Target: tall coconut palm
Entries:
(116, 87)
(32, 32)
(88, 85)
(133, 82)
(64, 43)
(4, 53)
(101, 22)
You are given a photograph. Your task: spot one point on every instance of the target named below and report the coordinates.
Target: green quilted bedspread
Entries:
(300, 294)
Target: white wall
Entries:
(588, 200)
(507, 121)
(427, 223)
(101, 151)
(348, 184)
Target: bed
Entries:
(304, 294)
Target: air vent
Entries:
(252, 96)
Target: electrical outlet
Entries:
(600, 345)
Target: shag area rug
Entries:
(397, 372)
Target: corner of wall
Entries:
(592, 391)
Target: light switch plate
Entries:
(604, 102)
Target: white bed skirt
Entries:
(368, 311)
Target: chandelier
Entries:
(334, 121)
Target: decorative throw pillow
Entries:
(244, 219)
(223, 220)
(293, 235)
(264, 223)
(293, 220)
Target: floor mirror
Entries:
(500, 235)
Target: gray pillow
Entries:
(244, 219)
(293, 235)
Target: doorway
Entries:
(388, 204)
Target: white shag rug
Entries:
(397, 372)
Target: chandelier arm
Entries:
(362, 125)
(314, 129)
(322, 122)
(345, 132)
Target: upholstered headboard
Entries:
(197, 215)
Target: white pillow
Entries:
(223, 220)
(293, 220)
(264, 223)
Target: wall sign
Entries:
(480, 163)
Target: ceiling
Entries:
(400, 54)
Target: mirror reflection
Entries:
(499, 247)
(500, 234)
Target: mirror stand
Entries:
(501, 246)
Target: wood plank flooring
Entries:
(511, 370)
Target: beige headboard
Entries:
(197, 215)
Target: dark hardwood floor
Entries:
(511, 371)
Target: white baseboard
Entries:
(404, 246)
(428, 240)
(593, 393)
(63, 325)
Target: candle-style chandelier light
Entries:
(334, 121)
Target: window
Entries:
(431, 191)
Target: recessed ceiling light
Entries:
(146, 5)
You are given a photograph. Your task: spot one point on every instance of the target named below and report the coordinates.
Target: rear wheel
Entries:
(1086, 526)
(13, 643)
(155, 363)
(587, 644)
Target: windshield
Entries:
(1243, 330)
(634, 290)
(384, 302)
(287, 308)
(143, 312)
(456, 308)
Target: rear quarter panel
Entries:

Exercise:
Print the data above again, with nothing altered and nothing left out.

Task answer:
Target: tall coconut palm
Entries:
(116, 87)
(32, 32)
(88, 85)
(133, 82)
(64, 43)
(4, 53)
(101, 22)
You are given a photograph. Your task: spot one point on every instance of the target named below and report the coordinates.
Target: green quilted bedspread
Entries:
(300, 294)
Target: white wall
Entries:
(588, 200)
(507, 121)
(427, 223)
(101, 151)
(348, 184)
Target: bed
Entries:
(304, 294)
Target: air vent
Entries:
(252, 96)
Target: electrical outlet
Entries:
(600, 345)
Target: shag area rug
Entries:
(397, 372)
Target: corner of wall
Entries:
(592, 391)
Target: light switch plate
Entries:
(604, 102)
Target: white bed skirt
Entries:
(368, 311)
Target: chandelier
Entries:
(334, 121)
Target: decorative throw pillow
Entries:
(244, 219)
(223, 220)
(293, 235)
(264, 223)
(293, 220)
Target: floor mirror
Entries:
(500, 235)
Target: gray pillow
Entries:
(244, 219)
(293, 235)
Target: doorway
Entries:
(388, 204)
Target: white shag rug
Entries:
(397, 372)
Target: chandelier arm
Entries:
(362, 125)
(314, 129)
(322, 122)
(345, 132)
Target: upholstered headboard
Entries:
(197, 215)
Target: white pillow
Entries:
(223, 220)
(293, 220)
(264, 223)
Target: wall sign
Entries:
(480, 163)
Target: ceiling
Entries:
(400, 54)
Target: mirror reflection
Entries:
(499, 247)
(500, 234)
Target: mirror stand
Entries:
(501, 246)
Target: wood plank flooring
Entries:
(511, 370)
Target: beige headboard
Entries:
(197, 215)
Target: dark hardwood floor
Entries:
(511, 371)
Target: white baseboard
Entries:
(404, 246)
(428, 240)
(593, 393)
(63, 325)
Target: candle-style chandelier light
Entries:
(334, 121)
Target: window
Entries:
(431, 191)
Target: recessed ceiling light
Entries:
(146, 5)
You are given a photograph. Your task: spot one point on every instance of the target named below and report the coordinates.
Target: rear wheel
Entries:
(1086, 526)
(13, 643)
(155, 363)
(587, 644)
Target: windshield
Entries:
(1243, 330)
(634, 290)
(384, 302)
(287, 308)
(143, 312)
(456, 308)
Target: rear quarter panel
Entries:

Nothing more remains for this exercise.